Given exercise: Convert the lines from the one containing "the cab door" through the one containing "<point>495,435</point>", both ends included, into a JSON list of strings, one string per line, with blank lines omitted.

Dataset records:
☆ ☆ ☆ ☆
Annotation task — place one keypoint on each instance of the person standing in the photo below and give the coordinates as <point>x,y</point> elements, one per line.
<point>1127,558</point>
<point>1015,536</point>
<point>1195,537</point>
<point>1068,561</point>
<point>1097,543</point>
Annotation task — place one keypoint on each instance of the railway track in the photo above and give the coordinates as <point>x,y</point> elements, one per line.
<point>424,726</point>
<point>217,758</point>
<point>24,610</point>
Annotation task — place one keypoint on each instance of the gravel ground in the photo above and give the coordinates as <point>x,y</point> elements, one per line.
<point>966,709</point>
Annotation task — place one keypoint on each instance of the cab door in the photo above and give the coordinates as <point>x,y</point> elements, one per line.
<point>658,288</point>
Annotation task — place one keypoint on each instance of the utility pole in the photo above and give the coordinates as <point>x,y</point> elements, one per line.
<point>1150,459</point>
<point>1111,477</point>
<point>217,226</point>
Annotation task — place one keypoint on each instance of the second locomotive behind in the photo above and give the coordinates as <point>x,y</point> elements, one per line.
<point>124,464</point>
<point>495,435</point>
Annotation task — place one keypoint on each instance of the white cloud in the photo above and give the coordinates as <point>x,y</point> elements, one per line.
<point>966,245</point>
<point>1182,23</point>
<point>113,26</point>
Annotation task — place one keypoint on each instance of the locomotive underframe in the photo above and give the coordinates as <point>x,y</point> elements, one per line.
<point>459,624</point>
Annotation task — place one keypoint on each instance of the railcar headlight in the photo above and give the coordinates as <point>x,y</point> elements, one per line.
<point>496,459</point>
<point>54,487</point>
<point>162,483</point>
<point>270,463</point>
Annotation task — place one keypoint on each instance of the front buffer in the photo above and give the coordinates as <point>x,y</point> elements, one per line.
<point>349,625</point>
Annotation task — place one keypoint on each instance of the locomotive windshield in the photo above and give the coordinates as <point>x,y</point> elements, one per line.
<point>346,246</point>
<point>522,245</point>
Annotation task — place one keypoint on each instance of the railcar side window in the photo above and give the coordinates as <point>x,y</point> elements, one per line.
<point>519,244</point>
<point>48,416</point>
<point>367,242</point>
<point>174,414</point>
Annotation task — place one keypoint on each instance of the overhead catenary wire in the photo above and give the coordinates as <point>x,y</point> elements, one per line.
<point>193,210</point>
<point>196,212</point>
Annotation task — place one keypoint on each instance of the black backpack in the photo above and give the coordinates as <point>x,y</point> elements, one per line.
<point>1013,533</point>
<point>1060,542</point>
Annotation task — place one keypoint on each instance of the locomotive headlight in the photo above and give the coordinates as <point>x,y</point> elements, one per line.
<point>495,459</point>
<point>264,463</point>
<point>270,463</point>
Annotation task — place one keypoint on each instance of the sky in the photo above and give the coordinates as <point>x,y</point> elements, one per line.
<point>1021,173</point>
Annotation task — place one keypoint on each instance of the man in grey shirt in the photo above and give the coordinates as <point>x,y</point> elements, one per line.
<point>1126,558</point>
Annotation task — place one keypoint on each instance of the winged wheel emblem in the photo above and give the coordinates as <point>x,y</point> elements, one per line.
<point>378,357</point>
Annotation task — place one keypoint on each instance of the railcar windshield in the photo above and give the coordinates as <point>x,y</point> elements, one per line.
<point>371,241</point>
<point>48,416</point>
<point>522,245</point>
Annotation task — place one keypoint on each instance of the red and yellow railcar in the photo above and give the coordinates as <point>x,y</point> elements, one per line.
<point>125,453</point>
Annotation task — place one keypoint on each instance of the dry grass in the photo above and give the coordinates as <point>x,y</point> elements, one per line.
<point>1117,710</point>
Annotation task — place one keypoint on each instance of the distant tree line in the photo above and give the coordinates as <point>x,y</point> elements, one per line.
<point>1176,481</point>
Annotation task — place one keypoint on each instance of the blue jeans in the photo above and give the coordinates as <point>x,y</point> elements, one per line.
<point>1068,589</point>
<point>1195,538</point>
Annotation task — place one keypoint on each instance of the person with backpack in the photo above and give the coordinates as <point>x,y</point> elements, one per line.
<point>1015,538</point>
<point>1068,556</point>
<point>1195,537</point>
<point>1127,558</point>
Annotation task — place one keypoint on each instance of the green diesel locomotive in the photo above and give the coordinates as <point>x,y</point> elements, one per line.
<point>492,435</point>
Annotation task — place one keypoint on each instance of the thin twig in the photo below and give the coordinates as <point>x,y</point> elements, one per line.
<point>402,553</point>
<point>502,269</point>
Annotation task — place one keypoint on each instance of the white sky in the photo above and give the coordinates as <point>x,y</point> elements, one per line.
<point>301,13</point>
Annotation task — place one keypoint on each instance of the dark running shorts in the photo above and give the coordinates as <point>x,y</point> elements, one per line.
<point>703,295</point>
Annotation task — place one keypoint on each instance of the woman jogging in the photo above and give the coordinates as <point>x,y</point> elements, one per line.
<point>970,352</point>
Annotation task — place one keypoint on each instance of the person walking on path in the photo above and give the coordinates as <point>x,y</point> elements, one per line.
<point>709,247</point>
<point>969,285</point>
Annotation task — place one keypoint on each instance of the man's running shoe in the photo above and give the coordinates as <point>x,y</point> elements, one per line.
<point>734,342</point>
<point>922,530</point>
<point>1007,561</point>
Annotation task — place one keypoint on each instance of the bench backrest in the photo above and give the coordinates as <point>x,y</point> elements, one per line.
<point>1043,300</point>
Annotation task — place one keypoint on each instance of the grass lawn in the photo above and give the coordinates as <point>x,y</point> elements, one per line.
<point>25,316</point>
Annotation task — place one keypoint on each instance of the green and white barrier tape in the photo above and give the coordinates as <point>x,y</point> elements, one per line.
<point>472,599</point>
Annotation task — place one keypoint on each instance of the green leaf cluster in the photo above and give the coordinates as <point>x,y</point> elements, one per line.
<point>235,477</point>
☆ ☆ ☆ ☆
Exercise output:
[
  "Annotation task — place one keypoint on each instance of the cab door in the photo above and give the coordinates as <point>x,y</point> elements, one per line.",
  "<point>658,288</point>",
  "Annotation task — place one keypoint on each instance of the utility pole in the photo above and give the coordinates as <point>x,y</point> elements, one per line.",
  "<point>1150,459</point>",
  "<point>1111,477</point>",
  "<point>217,226</point>",
  "Annotation task — place one keypoint on each instance of the second locomotive behind in the photo above and give the coordinates as <point>x,y</point> elements, one per line.",
  "<point>124,464</point>",
  "<point>495,435</point>"
]